### CONSEGNA 1
Ricopia parola per parola il pezzo del racconto sull'Ironman che parte dalle parole "Se la preparazione" e si chiude dopo "senso del reale?".
### CONSEGNA 2
Nel racconto sull'Ironman, verso che ora si accende il "frullatore" il giorno della gara?
### CONSEGNA 3
Prosegui il racconto sull'Ironman a Klagenfurt, riprendendo dopo l'ultima frase riportata.

### ESTRATTO
>>>>>
Se la preparazione di un Ironman è un viaggio, la gara in sé e per sé è un rito di meditazione. Come per l’arte, anzi la scrittura citando un po’ alla larga Socrate e Platone, ciascuno ne dà la propria interpretazione in funzione di ciò che è. Per me è un momento di grande intimità, a guardarlo in maniera razionale ben più di un momento,”specialmente se sei lento” direbbe qualcuno. Undici ore e spiccioli domenica a Klagenfurt.

“Ma non ti annoi?” mi domandano. Io rimango sempre interdetto, perché come faccio a spiegare che quando sei lì dentro spazio e tempo si deformano, perdendo la loro forma socialmente accettata per diventare una sorta di stramberia governata da leggi fisiche incomprensibili al comune senso del reale?

Il giorno di gara il frullatore ad effetto straniante si accende intorno alle 4 del mattino. Qualcuno deve aver messo il tasto della velocità su “max” perché in un attimo tra colazione e recupero dello zaino è già ora di catapultarsi in zona cambio. Rimetti le ruote alla pressione giusta, piazza la borraccia sulla bici, attacchi il Garmin (accendi, controlli che agganci fascia cardio e Vector, spegni), vai alle sacche a mettere giù la roba da mangiare. Controlli, ti allontani, ritorni a controllare di non aver fatto qualche casino mischiando il materiale bici con quello corsa. Un delirio mentre il tempo corre e tu ancora hai da infilarti la muta.
<<<<<
### ELENCO ARCHIVIATO
>>>>>
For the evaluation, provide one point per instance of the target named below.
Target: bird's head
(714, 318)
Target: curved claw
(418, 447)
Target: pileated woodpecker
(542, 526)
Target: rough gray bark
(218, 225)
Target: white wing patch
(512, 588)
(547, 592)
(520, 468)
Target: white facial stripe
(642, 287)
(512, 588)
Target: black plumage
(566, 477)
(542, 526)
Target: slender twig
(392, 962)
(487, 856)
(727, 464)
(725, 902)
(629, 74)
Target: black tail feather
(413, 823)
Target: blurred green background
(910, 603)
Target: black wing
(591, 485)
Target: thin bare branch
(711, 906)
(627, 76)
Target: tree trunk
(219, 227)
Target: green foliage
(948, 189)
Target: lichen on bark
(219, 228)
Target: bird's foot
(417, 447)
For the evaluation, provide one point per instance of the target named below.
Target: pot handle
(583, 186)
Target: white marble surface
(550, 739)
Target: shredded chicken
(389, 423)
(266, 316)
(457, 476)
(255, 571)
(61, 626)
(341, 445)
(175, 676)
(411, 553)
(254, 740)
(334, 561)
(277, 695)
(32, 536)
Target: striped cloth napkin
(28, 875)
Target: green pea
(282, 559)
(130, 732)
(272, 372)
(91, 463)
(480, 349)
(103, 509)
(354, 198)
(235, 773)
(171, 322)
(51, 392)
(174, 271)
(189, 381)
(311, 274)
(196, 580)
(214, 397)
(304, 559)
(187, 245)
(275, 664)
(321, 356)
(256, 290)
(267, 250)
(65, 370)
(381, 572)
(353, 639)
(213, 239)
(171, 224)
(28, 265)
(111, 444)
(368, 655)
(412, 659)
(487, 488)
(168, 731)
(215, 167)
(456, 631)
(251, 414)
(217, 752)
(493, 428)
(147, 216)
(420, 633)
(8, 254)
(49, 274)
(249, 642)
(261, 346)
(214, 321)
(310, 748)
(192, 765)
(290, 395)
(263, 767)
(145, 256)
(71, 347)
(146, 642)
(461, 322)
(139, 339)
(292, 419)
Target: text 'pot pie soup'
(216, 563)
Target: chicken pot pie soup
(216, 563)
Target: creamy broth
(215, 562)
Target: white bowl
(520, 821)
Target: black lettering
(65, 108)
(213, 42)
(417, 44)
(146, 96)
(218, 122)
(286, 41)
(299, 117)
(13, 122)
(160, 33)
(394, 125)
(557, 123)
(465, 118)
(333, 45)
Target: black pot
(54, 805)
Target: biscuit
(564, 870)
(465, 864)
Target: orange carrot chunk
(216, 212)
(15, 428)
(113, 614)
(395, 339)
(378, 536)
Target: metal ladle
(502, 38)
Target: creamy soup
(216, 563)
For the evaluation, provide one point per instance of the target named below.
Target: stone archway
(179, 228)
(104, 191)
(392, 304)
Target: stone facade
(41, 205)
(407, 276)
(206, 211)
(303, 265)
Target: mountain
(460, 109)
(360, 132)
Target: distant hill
<<<<<
### RISPOSTA ATTESA 1
Se la preparazione di un Ironman è un viaggio, la gara in sé e per sé è un rito di meditazione. Come per l’arte, anzi la scrittura citando un po’ alla larga Socrate e Platone, ciascuno ne dà la propria interpretazione in funzione di ciò che è. Per me è un momento di grande intimità, a guardarlo in maniera razionale ben più di un momento,”specialmente se sei lento” direbbe qualcuno. Undici ore e spiccioli domenica a Klagenfurt.

“Ma non ti annoi?” mi domandano. Io rimango sempre interdetto, perché come faccio a spiegare che quando sei lì dentro spazio e tempo si deformano, perdendo la loro forma socialmente accettata per diventare una sorta di stramberia governata da leggi fisiche incomprensibili al comune senso del reale?

### RISPOSTA ATTESA 2
Intorno alle 4 del mattino.

### RISPOSTA ATTESA 3
Una volta in griglia la velocità passa al minimo. Sei lì con il cuore che batte a mille, intruppato nella procedura di partenza, ad attendere il colpo di cannone. Sembra un’eternità, poi il rumore sordo, sobbalzi tu, sobbalza il cuore e in un attimo sei in acqua. I 3,8 km di nuoto, che odio, non sono esattamente…nuoto. E’ più sopravvivenza, a guardare le boe per non percorrere strada a vuoto, a stare lontano dai calci e dai pugni, a cercare qualche scia. Il finale di Klagenfurt poi è un canale largo penso meno di 10 metri dove si procede affiancati in 4 o 5 e dove non c’è scampo al pestaggio. Essere tirati fuori di li e andare a prendere la bici è una benedizione. Uscire senza il naso rotto o uno zigomo tagliato è già un miracolo. 1h16′, avanti.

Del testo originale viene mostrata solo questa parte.